Directions for this task:
Locate each line of the items below that contains the string "window", and copy those lines.
## start Data for this exercise
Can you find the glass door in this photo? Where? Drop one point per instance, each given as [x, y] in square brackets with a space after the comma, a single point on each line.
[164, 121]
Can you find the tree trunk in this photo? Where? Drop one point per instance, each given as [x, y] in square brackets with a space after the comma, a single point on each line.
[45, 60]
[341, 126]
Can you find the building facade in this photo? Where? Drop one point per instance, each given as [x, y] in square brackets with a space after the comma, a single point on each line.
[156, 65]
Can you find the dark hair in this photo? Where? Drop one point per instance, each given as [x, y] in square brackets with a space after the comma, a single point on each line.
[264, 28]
## end Data for this exercise
## start Data for this exercise
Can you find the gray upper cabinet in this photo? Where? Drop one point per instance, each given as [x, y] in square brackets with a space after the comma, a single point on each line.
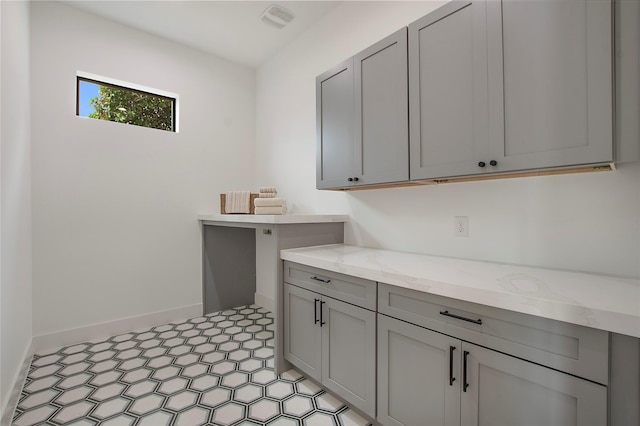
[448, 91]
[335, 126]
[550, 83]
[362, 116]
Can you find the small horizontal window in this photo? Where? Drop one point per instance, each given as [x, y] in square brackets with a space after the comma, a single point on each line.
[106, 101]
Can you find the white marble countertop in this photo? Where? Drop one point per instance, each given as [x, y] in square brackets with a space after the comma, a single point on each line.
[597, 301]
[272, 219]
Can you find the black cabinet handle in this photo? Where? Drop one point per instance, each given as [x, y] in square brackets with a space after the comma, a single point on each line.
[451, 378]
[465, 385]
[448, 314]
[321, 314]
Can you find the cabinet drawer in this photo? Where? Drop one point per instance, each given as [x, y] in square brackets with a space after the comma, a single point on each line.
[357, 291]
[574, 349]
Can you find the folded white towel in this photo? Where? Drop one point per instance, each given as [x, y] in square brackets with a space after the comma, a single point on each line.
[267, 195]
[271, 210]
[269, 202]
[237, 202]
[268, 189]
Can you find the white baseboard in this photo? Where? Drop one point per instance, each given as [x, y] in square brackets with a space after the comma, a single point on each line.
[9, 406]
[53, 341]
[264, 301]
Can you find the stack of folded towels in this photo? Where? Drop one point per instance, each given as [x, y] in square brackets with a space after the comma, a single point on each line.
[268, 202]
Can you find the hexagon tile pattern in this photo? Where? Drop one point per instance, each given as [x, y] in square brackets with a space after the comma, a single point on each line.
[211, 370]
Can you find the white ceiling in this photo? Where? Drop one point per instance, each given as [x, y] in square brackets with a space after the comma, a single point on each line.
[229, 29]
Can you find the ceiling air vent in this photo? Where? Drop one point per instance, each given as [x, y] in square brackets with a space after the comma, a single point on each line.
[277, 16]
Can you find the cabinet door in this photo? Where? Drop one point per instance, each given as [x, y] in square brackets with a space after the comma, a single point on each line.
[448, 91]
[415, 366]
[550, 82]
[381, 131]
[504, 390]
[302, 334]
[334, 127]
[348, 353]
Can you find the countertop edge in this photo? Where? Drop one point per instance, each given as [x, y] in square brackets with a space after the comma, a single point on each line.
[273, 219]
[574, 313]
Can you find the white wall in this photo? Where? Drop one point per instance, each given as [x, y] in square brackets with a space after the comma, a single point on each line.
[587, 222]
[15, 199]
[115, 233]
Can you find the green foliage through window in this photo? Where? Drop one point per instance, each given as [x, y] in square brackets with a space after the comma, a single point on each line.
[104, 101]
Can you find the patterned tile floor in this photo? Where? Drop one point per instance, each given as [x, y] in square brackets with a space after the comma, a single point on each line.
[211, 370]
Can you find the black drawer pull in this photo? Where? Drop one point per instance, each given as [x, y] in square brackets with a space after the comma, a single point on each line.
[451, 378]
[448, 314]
## end Data for this exercise
Response to this task:
Can you find the small horizontal window in this photo? Where? Drop one point per instance, each given as [x, y] in square brackets with a space after the comma, a single point on each line.
Can you find the green foliage through window in this photo? Where? Drop one point per instance, each given as [x, y] in square brackets with a space after the comma, a single point on each line.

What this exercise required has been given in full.